(Data for processing Opens)
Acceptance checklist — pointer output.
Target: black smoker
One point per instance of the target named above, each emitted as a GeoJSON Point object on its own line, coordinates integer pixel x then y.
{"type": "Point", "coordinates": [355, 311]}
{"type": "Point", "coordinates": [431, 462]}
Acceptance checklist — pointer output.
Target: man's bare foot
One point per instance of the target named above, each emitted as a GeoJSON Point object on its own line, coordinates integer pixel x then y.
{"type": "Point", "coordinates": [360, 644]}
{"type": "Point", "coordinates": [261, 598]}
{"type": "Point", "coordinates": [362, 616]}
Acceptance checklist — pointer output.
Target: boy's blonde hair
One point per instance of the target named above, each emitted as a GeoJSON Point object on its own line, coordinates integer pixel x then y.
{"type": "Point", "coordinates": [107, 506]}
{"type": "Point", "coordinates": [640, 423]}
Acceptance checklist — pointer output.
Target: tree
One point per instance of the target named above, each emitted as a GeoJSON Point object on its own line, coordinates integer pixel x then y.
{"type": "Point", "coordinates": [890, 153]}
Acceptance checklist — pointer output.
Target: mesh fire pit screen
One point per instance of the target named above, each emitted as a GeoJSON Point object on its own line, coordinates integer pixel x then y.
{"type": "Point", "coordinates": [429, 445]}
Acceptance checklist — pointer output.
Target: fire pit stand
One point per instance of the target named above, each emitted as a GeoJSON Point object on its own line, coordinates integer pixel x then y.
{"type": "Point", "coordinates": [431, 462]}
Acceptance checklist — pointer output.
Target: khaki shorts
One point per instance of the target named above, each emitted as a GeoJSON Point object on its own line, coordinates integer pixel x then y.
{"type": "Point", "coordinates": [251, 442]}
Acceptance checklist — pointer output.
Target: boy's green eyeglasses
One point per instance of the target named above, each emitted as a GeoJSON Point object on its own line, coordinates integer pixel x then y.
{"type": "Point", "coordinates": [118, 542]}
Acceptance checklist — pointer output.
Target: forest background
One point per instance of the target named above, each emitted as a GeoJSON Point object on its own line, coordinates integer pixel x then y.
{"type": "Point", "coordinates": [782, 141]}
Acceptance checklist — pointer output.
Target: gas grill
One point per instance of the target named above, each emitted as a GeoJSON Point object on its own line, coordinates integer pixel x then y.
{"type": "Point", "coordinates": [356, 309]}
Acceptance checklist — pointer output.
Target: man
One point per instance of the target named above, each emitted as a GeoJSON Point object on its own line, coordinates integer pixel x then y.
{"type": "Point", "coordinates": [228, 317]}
(Data for processing Closes)
#### Work request
Your answer must consist solely of the lines from the top of the entries above through the line containing "Target: boy's blonde hair", copied exactly, both ends included.

#### Your solution
Acceptance checklist — pointer output.
Target: black smoker
One point per instance of the target named above, each emitted as a GeoJSON Point object on its own line, coordinates integer pixel x then y.
{"type": "Point", "coordinates": [355, 311]}
{"type": "Point", "coordinates": [431, 462]}
Acceptance checklist — pointer output.
Target: man's bare foot
One point per instance of the target named above, each emitted as a GeoJSON Point object on its own line, coordinates integer pixel x then y.
{"type": "Point", "coordinates": [360, 644]}
{"type": "Point", "coordinates": [261, 598]}
{"type": "Point", "coordinates": [362, 616]}
Acceptance checklist — pointer output.
Target: boy's blonde hair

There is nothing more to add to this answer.